What this task involves: Reproduce the material below word for word, leaving out the pictures.

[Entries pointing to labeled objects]
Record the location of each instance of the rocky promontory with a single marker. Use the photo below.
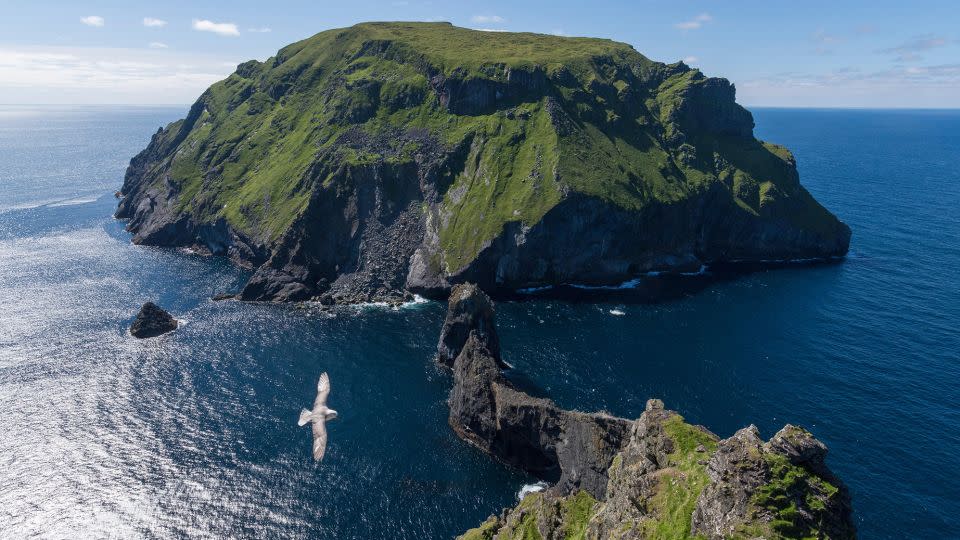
(655, 477)
(570, 449)
(366, 162)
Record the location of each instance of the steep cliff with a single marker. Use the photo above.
(570, 449)
(676, 480)
(384, 157)
(656, 477)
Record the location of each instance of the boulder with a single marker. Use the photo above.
(152, 321)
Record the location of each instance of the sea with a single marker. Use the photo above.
(195, 434)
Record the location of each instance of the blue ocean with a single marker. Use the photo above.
(195, 434)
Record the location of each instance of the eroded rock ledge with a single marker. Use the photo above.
(655, 477)
(366, 163)
(571, 449)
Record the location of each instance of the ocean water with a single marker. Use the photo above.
(194, 434)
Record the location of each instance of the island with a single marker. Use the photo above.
(654, 477)
(387, 159)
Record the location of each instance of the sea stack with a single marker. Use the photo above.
(152, 321)
(655, 477)
(375, 160)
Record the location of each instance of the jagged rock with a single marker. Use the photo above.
(152, 321)
(748, 489)
(377, 163)
(568, 448)
(656, 477)
(780, 488)
(468, 310)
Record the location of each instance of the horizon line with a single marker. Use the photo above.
(748, 107)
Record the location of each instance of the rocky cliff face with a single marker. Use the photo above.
(570, 449)
(389, 157)
(655, 477)
(675, 480)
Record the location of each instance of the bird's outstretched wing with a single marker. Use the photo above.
(323, 389)
(319, 438)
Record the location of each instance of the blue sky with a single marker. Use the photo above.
(814, 54)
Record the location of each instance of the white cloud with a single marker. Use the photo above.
(87, 75)
(913, 86)
(910, 50)
(695, 22)
(224, 29)
(93, 20)
(487, 19)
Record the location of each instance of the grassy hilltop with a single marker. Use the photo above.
(500, 128)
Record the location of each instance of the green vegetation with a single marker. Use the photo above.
(576, 510)
(572, 115)
(679, 485)
(486, 531)
(790, 486)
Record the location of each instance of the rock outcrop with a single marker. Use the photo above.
(656, 477)
(389, 157)
(676, 480)
(469, 310)
(152, 321)
(570, 449)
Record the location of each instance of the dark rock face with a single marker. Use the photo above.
(571, 449)
(373, 210)
(741, 487)
(751, 482)
(468, 310)
(152, 321)
(637, 475)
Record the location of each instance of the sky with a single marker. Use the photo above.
(843, 53)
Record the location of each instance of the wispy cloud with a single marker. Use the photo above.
(909, 51)
(694, 23)
(223, 29)
(825, 42)
(93, 20)
(853, 86)
(487, 19)
(106, 75)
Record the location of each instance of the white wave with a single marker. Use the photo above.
(71, 202)
(531, 488)
(630, 284)
(700, 272)
(417, 301)
(531, 290)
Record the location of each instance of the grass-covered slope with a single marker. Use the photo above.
(472, 136)
(675, 480)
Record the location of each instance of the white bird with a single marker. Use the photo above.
(319, 415)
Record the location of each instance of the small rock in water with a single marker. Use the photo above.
(152, 321)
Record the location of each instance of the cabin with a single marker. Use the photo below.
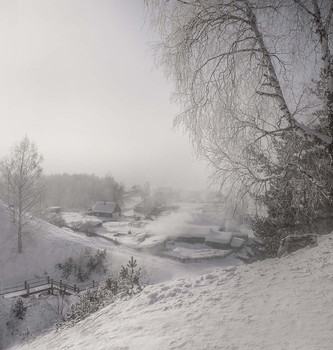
(109, 210)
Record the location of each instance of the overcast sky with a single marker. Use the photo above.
(77, 77)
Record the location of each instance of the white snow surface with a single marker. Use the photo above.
(273, 304)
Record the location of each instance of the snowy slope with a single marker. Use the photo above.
(274, 304)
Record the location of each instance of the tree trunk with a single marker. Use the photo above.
(19, 239)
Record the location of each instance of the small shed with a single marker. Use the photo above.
(107, 210)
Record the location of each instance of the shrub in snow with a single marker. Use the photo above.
(56, 220)
(130, 277)
(20, 309)
(127, 283)
(87, 227)
(84, 264)
(26, 336)
(291, 243)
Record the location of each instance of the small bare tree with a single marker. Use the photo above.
(21, 174)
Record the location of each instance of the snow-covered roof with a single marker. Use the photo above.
(104, 207)
(219, 237)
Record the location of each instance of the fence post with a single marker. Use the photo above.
(52, 286)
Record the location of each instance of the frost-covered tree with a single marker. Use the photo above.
(244, 73)
(21, 173)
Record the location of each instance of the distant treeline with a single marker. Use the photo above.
(80, 191)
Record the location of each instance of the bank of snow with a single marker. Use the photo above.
(273, 304)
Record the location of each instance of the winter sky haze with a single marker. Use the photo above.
(78, 79)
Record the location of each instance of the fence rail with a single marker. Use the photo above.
(39, 285)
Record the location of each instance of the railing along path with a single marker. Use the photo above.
(44, 284)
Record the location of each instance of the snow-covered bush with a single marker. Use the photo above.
(129, 278)
(127, 283)
(27, 336)
(84, 264)
(87, 227)
(56, 220)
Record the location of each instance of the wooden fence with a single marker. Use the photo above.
(45, 284)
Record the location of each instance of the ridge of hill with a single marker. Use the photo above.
(273, 304)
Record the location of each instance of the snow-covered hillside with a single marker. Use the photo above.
(273, 304)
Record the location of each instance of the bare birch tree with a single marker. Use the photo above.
(21, 174)
(244, 73)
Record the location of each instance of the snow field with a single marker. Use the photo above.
(273, 304)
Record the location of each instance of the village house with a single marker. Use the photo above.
(109, 210)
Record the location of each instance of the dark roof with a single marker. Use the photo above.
(104, 207)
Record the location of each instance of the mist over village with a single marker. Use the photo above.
(166, 174)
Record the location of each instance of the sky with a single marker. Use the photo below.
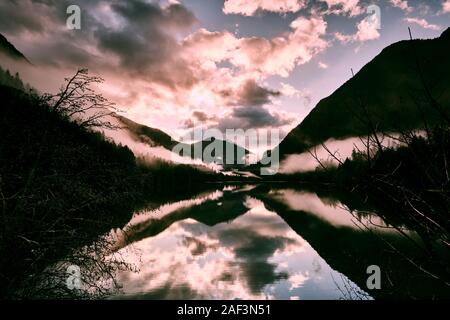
(247, 64)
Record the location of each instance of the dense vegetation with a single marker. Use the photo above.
(62, 185)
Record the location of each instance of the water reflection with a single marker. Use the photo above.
(225, 245)
(259, 242)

Answer in full:
Record the location of each instance of the rocky promontory with a single marker. Use the photo below.
(655, 477)
(570, 449)
(366, 162)
Record the location of each instance of the steep cliff with a single marker. Use the photo above.
(570, 449)
(676, 480)
(384, 157)
(656, 477)
Record the location of each instance of the boulder with a single marker. Use the photo above.
(152, 321)
Record the location of each instance of the sea with a single marker. Use the photo above.
(195, 434)
Record the location of each instance of the blue ocean with a single marker. Use the photo above.
(195, 434)
Record the location of each instance of the eroded rock ledge with a single marker. Use the photo above.
(655, 477)
(366, 163)
(571, 449)
Record the location of each instance of the ocean water with a single marker. Use the photo above.
(194, 434)
Record the location of each instance of the island with a single marker. Use the photo above.
(654, 477)
(387, 159)
Record the location of each instance of the sea stack with a single marker. Use the photo above.
(152, 321)
(655, 477)
(375, 160)
Record the location of each instance of the jagged rock with a single marker. Use the photo above.
(152, 321)
(748, 489)
(377, 163)
(568, 448)
(656, 477)
(780, 488)
(468, 310)
Record the location of each instance of the horizon line with a single marker. Use the photo above.
(748, 107)
Record the location of each instance of the rocky cliff face with a single marker. Use the photo above.
(570, 449)
(389, 157)
(655, 477)
(675, 480)
Record the location of each instance of the bird's outstretched wing with a single marker. Use the photo above.
(323, 389)
(319, 438)
Record the location of each instance of the blue sky with a single marker. Use the photo above.
(814, 54)
Record the location of each instance of the white cloud with a single marker. Use the photo above.
(87, 75)
(913, 86)
(910, 50)
(695, 22)
(224, 29)
(93, 20)
(487, 19)
Record the location of each instance of the grassy hilltop with a single marker. Use the photo above.
(500, 128)
Record the location of each instance of the green vegetation with a single marker. Use the photo above.
(576, 510)
(572, 115)
(679, 485)
(486, 531)
(790, 486)
Record the location of each instance of the rock outcrop with a single marker. Use the photo above.
(656, 477)
(389, 157)
(676, 480)
(469, 310)
(152, 321)
(570, 449)
Record the location of each instance of the dark rock face with a single marker. Use the photo above.
(571, 449)
(373, 210)
(741, 487)
(751, 482)
(468, 310)
(152, 321)
(637, 475)
Record the location of each instance of the sky with a single marker. Use the photo above.
(843, 53)
Record the location of each instance of the wispy cloud with a single marker. Use the photo above.
(909, 51)
(694, 23)
(223, 29)
(825, 42)
(93, 20)
(853, 86)
(487, 19)
(106, 75)
Record the location of each instance of the white wave with a single marker. Use the photo above.
(71, 202)
(531, 488)
(630, 284)
(700, 272)
(417, 301)
(531, 290)
Record the location of each instance of the grass-covered slope with a single marker. Use the photo above.
(472, 136)
(675, 480)
Record the location of each instance of the white bird with a single marker. Use the photo above.
(319, 415)
Record the location of each instance of the small rock in water with a single marker. Use the photo above.
(152, 321)
Record the location of each instance of the cabin with a single marker. Use the photo below.
(109, 210)
Record the location of each instance of the overcast sky with a single marker. Use the photo above.
(77, 77)
Record the location of each instance of the white snow surface with a single marker. Use the photo above.
(273, 304)
Record the location of each instance of the snowy slope with a single marker. Use the photo above.
(274, 304)
Record the location of each instance of the tree trunk with a single marker. Use the photo above.
(19, 239)
Record the location of each instance of the small shed with a single marker. Use the photo above.
(107, 210)
Record the location of each instance of the shrub in snow with a single marker. Use the photo above.
(56, 220)
(130, 277)
(20, 309)
(127, 283)
(87, 227)
(84, 264)
(26, 336)
(291, 243)
Record the location of each instance of the small bare tree with a single marker. Use the photo above.
(21, 174)
Record the location of each instance of the snow-covered roof with a single marker. Use the photo above.
(104, 207)
(219, 237)
Record the location of each instance of the fence post with a single marker. Use the photo above.
(52, 286)
Record the location of each instance of the frost-covered tree with a single marker. Use the photo above.
(244, 73)
(21, 173)
Record the location of each instance of the distant treeline with a single marker. Use the photo above.
(80, 191)
Record the location of each instance of the bank of snow with a single marker. Use the photo above.
(273, 304)
Record the location of each instance of the winter sky haze with a single marker. Use the photo above.
(78, 79)
Record the location of each instance of the fence rail with a single marker. Use the photo above.
(39, 285)
Record the location of each instance of the railing along path with a single marker. Use the photo above.
(44, 284)
Record the location of each instance of the snow-covered bush with a single marker. Use the photo above.
(129, 278)
(127, 283)
(27, 336)
(84, 264)
(87, 227)
(56, 220)
Record the location of each instance of the wooden fence with a single marker. Use the photo above.
(45, 284)
Record the location of each instance of the ridge of hill with a single marker. Use the photo above.
(273, 304)
Record the location of each instance of the snow-covered hillside with a single marker. Use the photo above.
(273, 304)
Record the location of each instance of the bare birch tree with a single marker. Use the photo above.
(21, 174)
(244, 73)
Record the location of each instance of the snow field with a single marker. Use the photo above.
(273, 304)
Record the location of each instance of the village house with a single marker. Use the photo above.
(109, 210)
Record the location of each instance of the dark roof with a single marker. Use the photo above.
(104, 207)
Record the location of each instance of the mist over village with a single marker. Use the photo above.
(166, 174)
Record the location of each instance of the sky with a single marker. Use the photo below.
(247, 64)
Record the location of each instance of the dense vegetation with a single marker. Use the photo above.
(62, 185)
Record the location of each instance of the water reflection with a single marker. Use the photo above.
(225, 245)
(259, 242)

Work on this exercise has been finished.